• **Stated problem**
Count the lines below that contain the string "face", where case must match. Give only the number.

• **Data to process**
[start]

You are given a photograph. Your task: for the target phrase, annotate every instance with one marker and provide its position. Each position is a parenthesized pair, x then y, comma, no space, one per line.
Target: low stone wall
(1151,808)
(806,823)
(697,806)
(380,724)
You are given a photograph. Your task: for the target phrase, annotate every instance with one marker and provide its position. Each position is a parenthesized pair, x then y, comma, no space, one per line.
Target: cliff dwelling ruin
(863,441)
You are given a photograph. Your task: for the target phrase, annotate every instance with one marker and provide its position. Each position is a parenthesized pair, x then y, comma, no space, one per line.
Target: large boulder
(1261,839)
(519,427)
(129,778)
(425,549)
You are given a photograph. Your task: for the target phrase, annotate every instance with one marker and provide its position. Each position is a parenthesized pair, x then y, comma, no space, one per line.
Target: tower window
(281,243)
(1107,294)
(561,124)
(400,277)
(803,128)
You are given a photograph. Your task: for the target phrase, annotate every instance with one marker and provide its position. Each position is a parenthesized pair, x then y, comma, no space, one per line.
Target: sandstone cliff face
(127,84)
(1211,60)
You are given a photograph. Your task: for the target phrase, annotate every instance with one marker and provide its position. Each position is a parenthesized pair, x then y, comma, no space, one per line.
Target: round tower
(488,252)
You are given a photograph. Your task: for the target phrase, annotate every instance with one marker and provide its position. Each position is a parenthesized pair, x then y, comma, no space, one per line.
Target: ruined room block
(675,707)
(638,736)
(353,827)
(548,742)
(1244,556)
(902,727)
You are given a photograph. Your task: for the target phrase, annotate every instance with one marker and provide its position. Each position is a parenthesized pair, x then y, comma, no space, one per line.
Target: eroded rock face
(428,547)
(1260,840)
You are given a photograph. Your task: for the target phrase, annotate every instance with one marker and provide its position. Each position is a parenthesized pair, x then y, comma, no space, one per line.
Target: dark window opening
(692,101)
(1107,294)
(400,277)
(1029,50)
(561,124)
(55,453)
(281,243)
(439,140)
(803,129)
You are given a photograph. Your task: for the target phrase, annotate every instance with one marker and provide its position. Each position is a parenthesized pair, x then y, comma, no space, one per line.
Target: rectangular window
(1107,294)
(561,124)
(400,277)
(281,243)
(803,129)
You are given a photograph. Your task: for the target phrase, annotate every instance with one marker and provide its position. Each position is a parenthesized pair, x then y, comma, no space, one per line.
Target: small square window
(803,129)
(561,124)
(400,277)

[end]
[start]

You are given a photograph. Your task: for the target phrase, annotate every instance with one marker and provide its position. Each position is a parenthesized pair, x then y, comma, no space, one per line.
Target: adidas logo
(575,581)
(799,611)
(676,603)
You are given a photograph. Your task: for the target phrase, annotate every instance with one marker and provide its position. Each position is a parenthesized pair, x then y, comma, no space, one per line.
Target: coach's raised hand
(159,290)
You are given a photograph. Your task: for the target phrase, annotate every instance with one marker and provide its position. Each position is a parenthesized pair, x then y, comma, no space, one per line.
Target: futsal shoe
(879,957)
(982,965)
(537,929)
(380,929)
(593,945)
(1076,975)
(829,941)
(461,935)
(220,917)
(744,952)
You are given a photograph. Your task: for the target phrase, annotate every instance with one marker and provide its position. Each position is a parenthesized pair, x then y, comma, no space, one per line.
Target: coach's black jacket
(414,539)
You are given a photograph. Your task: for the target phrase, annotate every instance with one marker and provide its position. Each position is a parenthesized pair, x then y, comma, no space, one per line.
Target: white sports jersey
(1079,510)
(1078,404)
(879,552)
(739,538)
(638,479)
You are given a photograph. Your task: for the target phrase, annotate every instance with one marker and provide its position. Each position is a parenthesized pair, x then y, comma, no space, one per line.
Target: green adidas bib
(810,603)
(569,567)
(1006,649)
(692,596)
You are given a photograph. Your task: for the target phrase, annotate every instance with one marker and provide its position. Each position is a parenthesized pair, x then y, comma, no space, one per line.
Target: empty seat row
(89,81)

[end]
[start]

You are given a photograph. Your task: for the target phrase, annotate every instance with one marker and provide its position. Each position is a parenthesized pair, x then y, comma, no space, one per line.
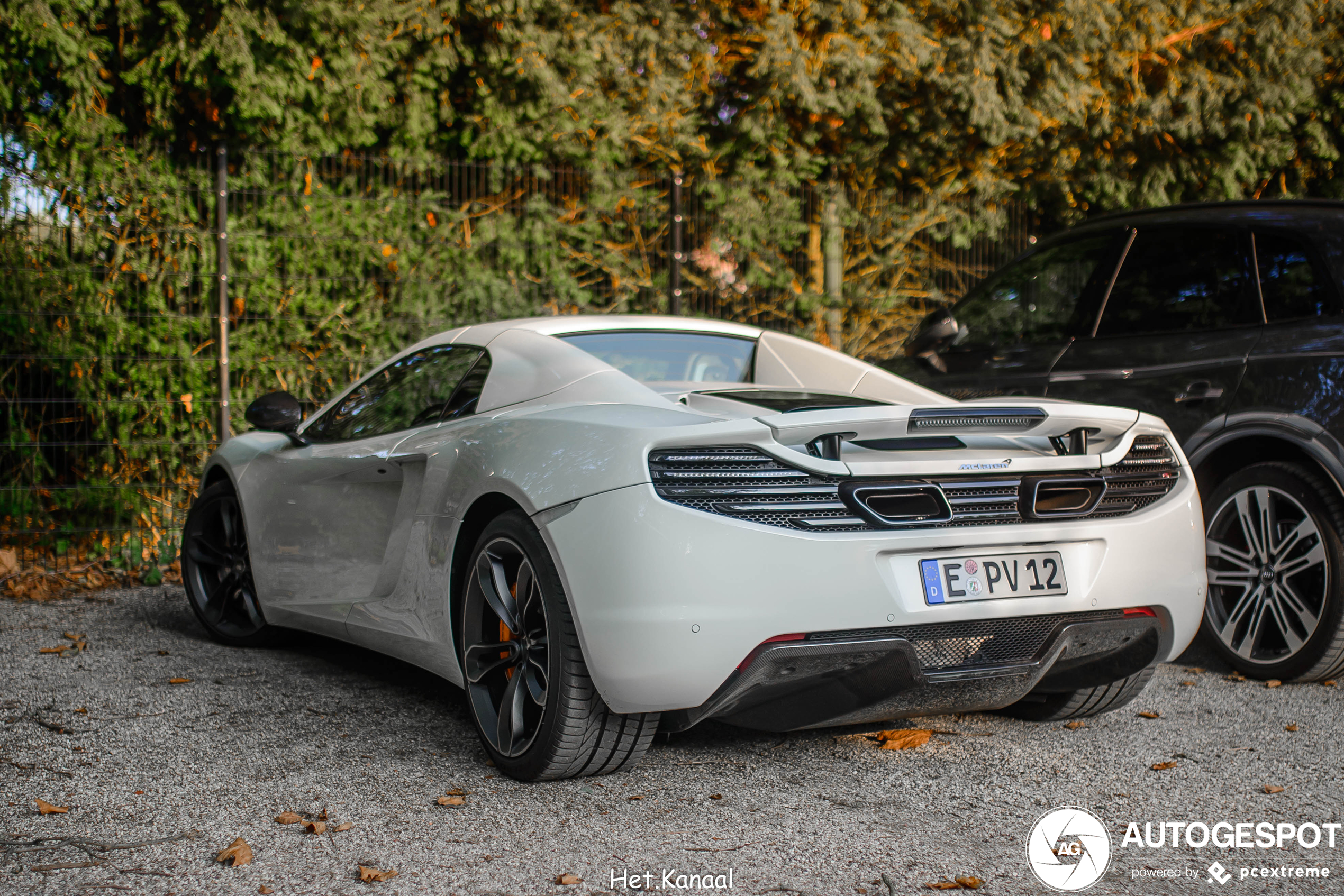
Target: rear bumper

[end]

• **Result of the exercise**
2